» **Document text**:
** Begin **
Love for the outdoors must run in families because why else would Emily Gilbert decide to hike the Appalachian Trail?
Emily, the daughter of Placerville resident Jim Gilbert, took up the challenge a year and a half ago. Both her parents worked for the National Park Service and for Emily the trip may have been, in her words, “a patriotic journey falling in love with different bits of America.”
The 2,180-mile Appalachian Trail is a daunting trek that stretches from Springer Mountain, Ga. to Katahdin, Maine. A part of the National Park System, it crosses 14 states and annually attracts thousands of hikers. However, only one person in four actually finishes the hike.
Emily picked up the trail in Georgia in early April of 2010 and finished four months later in Maine. Along the way she regaled friends and relatives with regular e-mail updates of her adventures and observations.
Part of her baptism at the beginning of the hike, along with developing blisters, was receiving a nickname. Her nickname ended up being “Emily Maple,” which was a name left over from her high school days. Other hikers were called “Gingersnap,” “Landfill,” “Orange Moon,” “False Start,” “Opus,” “Fig,” and “Mountain Squid.”
The nicknames were part of the camaraderie and general sense of community that Emily came to appreciate during the hike. In what is generally described as “Trail Magic,” she marveled at the unexpected kindnesses shown by other hikers and residents who lived adjacent to the trail. “My first trail magic,” said Emily, “occurred after a 17-mile hike in 85-degree weather when a group of female hikers named the ‘Trail Dames’ made food to give to the hikers passing through. It was actually Easter that day; so exciting to have some chocolaty treats for the road!”
More magic occurred later in the trip when she and other hikers met two women passing out candy bars to hikers, when a Baptist church made lunch for them, and when people gave them rides along the way. “It’s been luscious to be around this kind of kindness,” she said.
Community was also to be found at night when hikers gathered at the three-sided shelters scattered along the trail. According to Emily, there were about 500 of them. Most of the time she slept outside with other campers or in the tent she brought along. Other times she stayed at hostels or occasionally at a bed-and-breakfast in one of many small towns she passed through. Later, when she got to New Hampshire, she stayed in a “luxurious” hut with a real floor and enjoyed hearty meals that were served to those who paid or worked for their meals.
The ever-changing landscape was one of the appeals of the trail and being a keen observer, Emily noted not only the spectacular scenery but the types of plants and animals along the way. At Clingman’s Dome, the highest point of the entire trail at 6,600 feet, she could see the Appalachian range for miles.
** End **
» **Entries provided**:
** Begin **
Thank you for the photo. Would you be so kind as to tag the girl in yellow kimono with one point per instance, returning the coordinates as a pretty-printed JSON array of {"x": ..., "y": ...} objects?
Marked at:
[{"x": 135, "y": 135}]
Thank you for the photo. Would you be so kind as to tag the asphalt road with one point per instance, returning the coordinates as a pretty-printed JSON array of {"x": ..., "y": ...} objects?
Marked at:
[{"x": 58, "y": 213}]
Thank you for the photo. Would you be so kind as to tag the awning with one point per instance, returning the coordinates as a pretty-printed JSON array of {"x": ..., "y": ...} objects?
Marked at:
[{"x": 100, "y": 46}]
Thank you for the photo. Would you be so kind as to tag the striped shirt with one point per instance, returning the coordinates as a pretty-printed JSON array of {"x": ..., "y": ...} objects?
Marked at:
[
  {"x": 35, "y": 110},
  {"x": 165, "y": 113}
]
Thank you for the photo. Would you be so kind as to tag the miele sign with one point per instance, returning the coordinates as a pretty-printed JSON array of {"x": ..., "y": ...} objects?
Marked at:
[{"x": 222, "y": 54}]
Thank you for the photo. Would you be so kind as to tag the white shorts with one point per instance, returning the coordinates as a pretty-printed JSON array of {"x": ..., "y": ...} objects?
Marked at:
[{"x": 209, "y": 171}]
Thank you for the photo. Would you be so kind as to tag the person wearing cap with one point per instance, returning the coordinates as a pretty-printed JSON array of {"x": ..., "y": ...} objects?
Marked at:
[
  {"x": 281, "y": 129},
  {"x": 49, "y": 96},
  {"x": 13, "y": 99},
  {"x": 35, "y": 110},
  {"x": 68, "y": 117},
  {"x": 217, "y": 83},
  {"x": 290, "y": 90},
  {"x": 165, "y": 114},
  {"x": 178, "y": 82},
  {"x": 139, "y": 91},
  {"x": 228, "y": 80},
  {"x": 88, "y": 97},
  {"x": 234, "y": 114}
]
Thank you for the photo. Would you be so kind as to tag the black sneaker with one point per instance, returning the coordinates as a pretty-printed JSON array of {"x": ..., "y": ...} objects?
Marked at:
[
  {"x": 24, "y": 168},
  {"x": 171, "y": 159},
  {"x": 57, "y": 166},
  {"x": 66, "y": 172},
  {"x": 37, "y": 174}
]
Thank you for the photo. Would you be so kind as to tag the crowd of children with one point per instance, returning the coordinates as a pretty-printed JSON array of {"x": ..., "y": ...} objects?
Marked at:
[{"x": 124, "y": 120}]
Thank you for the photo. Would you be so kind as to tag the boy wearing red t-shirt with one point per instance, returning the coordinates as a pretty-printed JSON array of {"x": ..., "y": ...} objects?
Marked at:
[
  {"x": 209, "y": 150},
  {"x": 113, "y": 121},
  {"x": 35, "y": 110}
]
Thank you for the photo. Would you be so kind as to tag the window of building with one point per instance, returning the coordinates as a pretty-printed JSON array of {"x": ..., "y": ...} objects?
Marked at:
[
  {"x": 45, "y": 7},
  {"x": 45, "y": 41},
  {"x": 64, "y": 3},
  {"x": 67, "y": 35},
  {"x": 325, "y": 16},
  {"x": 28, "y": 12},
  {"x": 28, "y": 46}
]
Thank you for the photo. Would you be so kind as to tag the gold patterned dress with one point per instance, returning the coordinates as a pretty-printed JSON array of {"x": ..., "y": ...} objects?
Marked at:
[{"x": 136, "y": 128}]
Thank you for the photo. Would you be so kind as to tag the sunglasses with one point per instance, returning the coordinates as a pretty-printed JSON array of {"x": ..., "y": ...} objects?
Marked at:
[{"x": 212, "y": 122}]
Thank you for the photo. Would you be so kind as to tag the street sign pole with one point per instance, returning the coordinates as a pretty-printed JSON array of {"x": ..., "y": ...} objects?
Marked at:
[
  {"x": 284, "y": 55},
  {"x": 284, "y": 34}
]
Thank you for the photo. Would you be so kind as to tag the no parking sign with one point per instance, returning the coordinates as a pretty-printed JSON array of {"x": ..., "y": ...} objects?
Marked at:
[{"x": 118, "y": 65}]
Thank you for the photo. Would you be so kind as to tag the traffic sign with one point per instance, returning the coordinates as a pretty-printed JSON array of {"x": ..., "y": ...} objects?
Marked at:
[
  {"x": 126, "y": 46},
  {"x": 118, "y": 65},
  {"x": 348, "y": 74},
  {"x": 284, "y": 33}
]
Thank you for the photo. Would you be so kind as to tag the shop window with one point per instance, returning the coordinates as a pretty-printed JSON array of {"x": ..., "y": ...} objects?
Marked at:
** End **
» **Exercise task**: Reproduce the passage from the Appalachian Trail article between "The ever-changing landscape" and "range for miles.", inclusive. These records have no connection to the article about Emily Gilbert's Appalachian Trail hike.

» **Response**:
The ever-changing landscape was one of the appeals of the trail and being a keen observer, Emily noted not only the spectacular scenery but the types of plants and animals along the way. At Clingman’s Dome, the highest point of the entire trail at 6,600 feet, she could see the Appalachian range for miles.